— Start TASK DATA —

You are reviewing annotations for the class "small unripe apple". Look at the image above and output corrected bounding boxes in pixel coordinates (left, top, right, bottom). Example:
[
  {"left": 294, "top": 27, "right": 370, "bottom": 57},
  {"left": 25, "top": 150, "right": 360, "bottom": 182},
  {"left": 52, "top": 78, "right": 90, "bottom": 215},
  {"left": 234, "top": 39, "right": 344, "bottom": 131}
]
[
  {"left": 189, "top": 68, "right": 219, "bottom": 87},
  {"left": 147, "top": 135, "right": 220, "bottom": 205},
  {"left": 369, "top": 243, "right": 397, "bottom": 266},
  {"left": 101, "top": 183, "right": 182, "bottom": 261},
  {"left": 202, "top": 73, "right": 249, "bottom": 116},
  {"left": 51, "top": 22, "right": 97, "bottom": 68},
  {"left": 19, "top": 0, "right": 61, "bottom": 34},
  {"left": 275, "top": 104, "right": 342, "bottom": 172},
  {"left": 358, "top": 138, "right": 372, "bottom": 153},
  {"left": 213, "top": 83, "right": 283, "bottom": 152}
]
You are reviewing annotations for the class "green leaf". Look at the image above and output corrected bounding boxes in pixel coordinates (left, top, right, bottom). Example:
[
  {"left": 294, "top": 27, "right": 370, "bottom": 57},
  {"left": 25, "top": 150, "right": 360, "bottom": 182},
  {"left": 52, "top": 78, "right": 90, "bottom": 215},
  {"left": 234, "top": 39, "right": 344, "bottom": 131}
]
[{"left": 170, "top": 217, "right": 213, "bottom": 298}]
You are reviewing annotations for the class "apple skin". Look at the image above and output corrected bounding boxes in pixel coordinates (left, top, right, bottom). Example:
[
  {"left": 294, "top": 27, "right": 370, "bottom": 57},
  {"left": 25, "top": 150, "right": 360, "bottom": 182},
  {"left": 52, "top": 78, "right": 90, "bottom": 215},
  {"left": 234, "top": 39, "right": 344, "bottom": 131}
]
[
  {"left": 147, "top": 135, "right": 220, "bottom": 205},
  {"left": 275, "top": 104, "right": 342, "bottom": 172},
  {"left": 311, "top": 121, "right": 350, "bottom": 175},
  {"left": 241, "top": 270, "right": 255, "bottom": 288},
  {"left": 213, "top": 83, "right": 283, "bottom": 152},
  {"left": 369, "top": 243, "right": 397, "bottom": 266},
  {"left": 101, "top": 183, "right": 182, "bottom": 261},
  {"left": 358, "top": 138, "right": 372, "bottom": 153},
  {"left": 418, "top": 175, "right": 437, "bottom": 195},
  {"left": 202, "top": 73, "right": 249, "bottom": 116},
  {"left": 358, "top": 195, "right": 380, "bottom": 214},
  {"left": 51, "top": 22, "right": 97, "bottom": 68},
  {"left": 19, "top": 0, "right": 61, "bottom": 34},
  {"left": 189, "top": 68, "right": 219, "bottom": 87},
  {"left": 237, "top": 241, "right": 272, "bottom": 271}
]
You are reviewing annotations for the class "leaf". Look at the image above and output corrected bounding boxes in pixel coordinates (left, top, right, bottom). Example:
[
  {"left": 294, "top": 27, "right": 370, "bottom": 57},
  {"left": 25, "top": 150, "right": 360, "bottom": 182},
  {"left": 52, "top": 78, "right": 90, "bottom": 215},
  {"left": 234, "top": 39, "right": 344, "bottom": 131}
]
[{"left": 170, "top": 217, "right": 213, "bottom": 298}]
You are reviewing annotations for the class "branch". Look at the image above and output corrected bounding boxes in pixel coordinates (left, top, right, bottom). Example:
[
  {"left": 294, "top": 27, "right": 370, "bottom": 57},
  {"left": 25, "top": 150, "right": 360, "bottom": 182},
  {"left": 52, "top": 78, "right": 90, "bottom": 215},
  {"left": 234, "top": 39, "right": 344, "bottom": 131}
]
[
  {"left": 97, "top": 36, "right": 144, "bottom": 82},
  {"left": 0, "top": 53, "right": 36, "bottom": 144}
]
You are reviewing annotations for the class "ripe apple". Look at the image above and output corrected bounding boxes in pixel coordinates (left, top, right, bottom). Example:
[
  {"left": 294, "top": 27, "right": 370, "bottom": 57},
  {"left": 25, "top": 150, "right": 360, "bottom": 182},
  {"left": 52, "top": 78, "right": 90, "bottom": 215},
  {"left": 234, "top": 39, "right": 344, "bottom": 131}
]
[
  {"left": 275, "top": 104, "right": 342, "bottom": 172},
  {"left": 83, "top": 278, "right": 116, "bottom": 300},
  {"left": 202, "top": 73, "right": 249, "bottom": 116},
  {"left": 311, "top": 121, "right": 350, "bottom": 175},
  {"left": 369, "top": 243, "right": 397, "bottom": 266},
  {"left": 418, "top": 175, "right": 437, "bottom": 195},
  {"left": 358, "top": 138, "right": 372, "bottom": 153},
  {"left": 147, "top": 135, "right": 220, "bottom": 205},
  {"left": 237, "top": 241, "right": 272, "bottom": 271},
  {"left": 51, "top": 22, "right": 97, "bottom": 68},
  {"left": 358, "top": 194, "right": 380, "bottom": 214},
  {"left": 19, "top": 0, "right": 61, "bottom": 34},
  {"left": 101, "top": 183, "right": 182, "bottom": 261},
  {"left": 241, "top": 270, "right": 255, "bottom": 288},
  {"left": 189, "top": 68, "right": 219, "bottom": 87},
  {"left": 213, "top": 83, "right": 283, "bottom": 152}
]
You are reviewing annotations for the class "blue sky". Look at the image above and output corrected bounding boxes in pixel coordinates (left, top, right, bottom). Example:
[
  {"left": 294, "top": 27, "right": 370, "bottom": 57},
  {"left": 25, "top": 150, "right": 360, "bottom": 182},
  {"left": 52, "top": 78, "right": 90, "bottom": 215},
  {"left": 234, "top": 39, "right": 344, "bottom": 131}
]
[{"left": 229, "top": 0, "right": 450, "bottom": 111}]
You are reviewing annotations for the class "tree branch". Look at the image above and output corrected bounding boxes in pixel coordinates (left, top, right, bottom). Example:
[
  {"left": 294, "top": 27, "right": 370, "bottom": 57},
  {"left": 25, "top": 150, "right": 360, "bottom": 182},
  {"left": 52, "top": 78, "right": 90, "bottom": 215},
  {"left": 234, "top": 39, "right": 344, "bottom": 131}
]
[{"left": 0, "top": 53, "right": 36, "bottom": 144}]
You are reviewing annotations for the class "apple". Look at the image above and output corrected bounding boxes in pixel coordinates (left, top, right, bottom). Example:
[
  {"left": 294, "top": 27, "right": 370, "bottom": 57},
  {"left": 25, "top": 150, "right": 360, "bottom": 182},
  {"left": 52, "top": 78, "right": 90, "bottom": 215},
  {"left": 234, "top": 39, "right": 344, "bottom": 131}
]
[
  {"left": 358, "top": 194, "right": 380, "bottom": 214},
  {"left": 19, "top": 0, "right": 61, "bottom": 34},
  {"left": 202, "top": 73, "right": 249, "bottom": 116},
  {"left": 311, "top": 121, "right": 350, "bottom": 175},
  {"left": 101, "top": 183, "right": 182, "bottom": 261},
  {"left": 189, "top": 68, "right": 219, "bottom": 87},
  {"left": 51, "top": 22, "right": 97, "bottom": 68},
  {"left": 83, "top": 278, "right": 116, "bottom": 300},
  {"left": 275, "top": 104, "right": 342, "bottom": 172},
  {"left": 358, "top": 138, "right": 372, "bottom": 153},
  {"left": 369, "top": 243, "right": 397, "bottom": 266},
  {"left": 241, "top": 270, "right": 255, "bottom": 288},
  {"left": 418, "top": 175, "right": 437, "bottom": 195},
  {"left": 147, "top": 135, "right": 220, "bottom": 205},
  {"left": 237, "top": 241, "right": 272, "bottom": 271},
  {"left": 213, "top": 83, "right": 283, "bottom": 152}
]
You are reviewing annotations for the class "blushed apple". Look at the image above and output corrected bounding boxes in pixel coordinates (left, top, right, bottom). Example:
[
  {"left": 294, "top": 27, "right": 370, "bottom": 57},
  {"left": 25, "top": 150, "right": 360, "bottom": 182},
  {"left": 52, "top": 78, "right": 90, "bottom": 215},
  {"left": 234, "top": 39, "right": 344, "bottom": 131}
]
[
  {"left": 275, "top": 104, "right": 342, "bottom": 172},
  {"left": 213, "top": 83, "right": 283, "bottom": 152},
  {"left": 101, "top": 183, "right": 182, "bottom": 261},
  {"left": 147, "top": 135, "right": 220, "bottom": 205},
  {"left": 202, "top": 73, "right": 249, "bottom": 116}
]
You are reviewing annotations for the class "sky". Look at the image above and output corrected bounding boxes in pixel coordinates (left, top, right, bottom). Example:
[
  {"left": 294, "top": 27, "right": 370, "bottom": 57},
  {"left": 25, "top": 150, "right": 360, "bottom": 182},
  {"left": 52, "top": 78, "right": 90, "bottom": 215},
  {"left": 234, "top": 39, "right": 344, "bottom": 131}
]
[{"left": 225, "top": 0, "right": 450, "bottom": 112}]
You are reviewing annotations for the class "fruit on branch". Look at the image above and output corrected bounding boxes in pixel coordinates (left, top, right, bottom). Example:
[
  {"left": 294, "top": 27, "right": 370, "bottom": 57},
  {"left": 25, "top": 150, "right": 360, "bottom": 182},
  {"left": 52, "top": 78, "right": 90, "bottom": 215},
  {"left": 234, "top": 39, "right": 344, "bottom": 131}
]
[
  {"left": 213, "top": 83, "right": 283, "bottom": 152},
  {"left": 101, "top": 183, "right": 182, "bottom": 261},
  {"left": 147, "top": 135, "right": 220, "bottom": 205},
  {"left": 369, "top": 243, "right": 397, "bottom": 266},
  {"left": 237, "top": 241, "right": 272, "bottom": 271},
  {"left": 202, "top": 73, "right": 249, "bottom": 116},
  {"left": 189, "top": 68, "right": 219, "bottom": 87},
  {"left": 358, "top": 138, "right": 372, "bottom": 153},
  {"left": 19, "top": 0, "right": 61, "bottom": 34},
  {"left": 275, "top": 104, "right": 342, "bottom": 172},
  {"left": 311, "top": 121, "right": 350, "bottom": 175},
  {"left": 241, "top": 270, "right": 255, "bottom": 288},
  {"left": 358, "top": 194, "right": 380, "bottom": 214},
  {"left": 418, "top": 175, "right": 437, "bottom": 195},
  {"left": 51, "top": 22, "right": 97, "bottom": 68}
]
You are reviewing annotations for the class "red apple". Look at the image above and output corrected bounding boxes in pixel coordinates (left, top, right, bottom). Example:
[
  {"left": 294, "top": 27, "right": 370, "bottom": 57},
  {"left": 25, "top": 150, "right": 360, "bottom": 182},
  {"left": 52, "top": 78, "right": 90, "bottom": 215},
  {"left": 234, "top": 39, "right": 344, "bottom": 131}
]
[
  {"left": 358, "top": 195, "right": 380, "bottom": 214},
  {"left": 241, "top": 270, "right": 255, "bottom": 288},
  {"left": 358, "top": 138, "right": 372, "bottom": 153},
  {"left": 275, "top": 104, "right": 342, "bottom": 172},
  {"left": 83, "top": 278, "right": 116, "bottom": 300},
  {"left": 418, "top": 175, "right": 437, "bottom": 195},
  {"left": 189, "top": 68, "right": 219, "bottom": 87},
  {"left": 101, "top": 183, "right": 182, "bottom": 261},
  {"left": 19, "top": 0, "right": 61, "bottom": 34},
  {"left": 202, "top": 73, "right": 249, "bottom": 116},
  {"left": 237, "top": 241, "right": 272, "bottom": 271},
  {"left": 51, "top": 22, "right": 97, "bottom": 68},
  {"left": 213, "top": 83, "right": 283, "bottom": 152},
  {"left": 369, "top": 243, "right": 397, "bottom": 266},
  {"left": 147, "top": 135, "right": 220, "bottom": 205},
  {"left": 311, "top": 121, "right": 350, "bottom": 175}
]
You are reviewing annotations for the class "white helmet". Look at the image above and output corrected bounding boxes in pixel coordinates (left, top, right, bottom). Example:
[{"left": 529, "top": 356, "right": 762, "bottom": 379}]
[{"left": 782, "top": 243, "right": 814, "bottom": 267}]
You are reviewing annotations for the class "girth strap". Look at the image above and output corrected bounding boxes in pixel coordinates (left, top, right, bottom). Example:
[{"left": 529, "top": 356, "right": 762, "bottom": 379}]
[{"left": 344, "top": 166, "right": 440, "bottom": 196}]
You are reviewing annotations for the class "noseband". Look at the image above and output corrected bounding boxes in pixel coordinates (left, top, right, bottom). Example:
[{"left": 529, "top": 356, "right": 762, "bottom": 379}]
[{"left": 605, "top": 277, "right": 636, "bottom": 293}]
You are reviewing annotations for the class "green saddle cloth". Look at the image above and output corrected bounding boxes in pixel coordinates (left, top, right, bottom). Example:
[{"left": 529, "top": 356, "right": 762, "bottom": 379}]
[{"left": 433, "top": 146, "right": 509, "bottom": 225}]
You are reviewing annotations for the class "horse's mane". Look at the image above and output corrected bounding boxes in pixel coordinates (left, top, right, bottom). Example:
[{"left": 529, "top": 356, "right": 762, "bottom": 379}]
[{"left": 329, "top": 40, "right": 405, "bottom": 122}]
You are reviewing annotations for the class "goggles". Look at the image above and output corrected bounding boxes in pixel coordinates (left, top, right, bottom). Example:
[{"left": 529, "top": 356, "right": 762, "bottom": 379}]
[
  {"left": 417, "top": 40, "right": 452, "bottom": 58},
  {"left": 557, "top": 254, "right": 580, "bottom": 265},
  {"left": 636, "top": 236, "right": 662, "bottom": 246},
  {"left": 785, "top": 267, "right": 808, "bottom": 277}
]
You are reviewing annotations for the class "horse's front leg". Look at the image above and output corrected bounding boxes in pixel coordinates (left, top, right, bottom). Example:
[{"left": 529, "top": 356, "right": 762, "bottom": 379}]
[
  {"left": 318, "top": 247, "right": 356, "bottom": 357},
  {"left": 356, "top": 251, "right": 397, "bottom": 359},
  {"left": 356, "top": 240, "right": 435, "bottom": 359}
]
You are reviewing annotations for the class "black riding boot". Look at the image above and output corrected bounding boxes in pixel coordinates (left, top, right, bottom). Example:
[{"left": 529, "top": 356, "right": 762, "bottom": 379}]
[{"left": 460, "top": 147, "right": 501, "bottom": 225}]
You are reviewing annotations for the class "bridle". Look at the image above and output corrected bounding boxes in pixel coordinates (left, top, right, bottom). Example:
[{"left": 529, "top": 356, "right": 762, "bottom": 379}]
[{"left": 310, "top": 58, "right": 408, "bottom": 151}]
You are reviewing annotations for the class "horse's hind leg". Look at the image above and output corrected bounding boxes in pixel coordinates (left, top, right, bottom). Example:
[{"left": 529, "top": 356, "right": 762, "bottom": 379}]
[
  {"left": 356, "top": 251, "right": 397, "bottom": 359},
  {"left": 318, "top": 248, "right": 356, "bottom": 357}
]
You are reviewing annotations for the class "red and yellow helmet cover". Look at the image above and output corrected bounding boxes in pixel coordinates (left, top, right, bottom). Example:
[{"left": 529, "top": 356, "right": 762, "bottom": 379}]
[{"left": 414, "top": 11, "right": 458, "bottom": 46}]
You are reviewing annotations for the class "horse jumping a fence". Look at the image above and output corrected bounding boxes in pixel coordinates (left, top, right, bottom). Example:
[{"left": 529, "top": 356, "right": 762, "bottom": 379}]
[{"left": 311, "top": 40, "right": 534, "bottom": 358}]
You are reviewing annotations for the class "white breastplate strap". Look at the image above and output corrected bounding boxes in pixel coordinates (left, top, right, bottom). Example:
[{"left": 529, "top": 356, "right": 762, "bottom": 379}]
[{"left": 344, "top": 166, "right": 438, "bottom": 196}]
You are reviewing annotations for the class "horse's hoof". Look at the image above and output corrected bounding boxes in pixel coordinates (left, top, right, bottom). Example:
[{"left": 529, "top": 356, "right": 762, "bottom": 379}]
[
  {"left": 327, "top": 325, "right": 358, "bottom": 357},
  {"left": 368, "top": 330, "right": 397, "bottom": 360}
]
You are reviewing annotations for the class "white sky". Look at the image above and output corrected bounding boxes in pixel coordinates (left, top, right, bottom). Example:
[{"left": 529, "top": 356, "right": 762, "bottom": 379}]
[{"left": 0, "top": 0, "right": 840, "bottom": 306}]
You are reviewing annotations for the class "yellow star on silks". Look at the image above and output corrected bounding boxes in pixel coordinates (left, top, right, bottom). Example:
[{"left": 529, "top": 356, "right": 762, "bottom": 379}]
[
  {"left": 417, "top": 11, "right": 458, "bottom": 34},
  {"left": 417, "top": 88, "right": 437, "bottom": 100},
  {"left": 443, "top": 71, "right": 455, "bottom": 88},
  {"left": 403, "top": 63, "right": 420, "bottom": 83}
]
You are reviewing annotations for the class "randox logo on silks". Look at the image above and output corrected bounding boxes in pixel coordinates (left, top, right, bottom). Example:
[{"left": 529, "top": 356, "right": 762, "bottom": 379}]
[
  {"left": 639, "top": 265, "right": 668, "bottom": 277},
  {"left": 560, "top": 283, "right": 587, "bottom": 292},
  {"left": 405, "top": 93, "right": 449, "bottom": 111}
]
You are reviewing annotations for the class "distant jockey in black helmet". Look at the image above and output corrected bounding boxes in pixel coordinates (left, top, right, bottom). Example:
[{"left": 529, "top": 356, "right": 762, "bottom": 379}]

— End TASK DATA —

_PROBLEM DETAILS:_
Report every line of the material above that contains the word "leaf", treating uppercase and lowercase as different.

_SOLUTION FOR THIS TASK:_
You are reviewing annotations for the class "green leaf". Look at the image above and output corrected bounding boxes in pixel coordinates (left, top, right, bottom). Example:
You are reviewing annotations for the class "leaf". Look at the image above and output corrected bounding boxes in pixel coordinates (left, top, right, bottom). Example:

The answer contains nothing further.